■ What to work on:
A) In the passage on the Hanford study, what newspaper did Karen Dorn Steele report for?
B) Carry on writing the passage on the Hanford study, starting right after its last sentence.

■ Excerpted passage:
There was certainly a question of credibility surrounding this study since it was arranged by the government. “Well, we’re going to do our very best to make this a credible study and make sure that all of the questions are answered so that you will believe them.” John Till responded to questions from journalist Karen Dorn-Steele about the panel’s credibility at the time of the formation of the study.

“We came up with policies that said this would be an open study.” The plan Till had to make the study more credible was to open the doors of the study to the public. They had workshops where members of HEAL and other citizens could watch what the scientists in the study were doing and have a better understanding of the project.


Karen Dorn Steele, a reporter for the Spokane Washington newspaper, The Spokesman Review, was the primary journalist investigating the events dealing with Hanford in the 80s and forward. Dorn-Steele was also the reporter who questioned Till about the credibility of the study. In an article published in 1988, soon after the release of the documents via the FOIA, she wrote, “The Department [of Energy] said it needed to have control of the study in order to defend itself against the lawsuit.”

■ Available data:
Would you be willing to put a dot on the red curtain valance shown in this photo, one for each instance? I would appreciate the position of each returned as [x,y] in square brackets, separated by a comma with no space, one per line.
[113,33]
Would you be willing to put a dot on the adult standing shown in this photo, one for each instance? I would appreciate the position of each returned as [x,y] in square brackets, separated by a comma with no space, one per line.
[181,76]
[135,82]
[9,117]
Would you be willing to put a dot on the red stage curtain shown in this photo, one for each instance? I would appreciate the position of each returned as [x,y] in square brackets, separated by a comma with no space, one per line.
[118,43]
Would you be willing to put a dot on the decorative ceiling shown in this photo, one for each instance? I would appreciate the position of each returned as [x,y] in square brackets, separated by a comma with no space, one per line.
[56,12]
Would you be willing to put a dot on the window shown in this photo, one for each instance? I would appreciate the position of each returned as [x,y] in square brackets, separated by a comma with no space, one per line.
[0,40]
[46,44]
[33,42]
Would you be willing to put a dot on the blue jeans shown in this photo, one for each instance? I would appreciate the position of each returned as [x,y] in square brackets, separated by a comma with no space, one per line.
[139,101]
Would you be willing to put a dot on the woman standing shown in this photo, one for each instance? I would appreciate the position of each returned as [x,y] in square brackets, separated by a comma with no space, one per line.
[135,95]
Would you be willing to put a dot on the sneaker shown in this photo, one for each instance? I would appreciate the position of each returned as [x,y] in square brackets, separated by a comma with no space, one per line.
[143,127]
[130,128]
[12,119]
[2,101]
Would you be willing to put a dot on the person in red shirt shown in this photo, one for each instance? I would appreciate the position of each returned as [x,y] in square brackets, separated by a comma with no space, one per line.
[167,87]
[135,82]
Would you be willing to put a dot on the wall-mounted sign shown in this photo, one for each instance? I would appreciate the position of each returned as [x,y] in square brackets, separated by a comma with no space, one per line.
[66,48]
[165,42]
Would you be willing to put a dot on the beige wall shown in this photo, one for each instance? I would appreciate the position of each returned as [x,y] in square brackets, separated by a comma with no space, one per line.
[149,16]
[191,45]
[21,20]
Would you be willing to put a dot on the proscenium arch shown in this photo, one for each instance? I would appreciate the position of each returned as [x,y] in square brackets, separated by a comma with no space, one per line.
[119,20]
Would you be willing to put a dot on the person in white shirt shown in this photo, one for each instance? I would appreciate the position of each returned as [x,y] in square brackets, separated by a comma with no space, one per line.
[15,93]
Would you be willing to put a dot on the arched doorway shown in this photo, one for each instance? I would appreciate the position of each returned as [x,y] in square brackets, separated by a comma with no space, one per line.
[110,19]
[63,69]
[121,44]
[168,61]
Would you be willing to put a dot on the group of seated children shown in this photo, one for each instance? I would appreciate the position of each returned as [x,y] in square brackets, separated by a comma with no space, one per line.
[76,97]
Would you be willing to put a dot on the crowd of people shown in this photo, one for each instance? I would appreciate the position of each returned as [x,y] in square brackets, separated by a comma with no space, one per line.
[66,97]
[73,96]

■ Answers to the tasks:
A) The Spokesman Review, a Spokane, Washington newspaper.

B)
Although the findings of these studies were officially released as inconclusive, the stance of the CDC and the DOE is that health issues faced by members of the surrounding communities were not correlated to the iodine releases from Hanford. In order to come to these conclusions, the members of the Technical Steering Panel, including Till, and others involved in HEDR and the Hanford Thyroid Disease Study (HTDS) created a mathematical model to reconstruct the doses of radioactive iodine which the surrounding area would have been exposed to at the time of the Green Run. The results of the projects presumed to show that the doses were considered a safe amount and would not be harmful to those exposed in the surrounding areas.


Jim Thomas comments on this study thirty years later: “Most of the scientists there that would be doing dose reconstruction are the ones that wrote the environmental reports for the last 10-30 years and so they are basically checking their own work.”


The lawsuit Dorn-Steele refers to was between Downwinders and the DOE. When the papers were released, and members of the public learned of the Green Run and other activities at Hanford, the citizen-formed groups worked together to sue the government for the damages done to them.

However, Pat and the other Downwinders had other ideas about the study and its results. They put together their own survey. With the help of the Downwinders Coalition and HEAL, Pat was able to identify more Downwinders and get health surveys out to them.


“We formed the Northwest Radiation Health Alliance, and eventually we decided that we needed to do our own survey.” Pat discusses the efforts needed to put together the survey, the myriad people involved in the process, including scientists and activists. “It was just a grassroots effort to survey and show that something is wrong in the Pacific Northwest on the east side near Hanford and all of these people have been damaged.”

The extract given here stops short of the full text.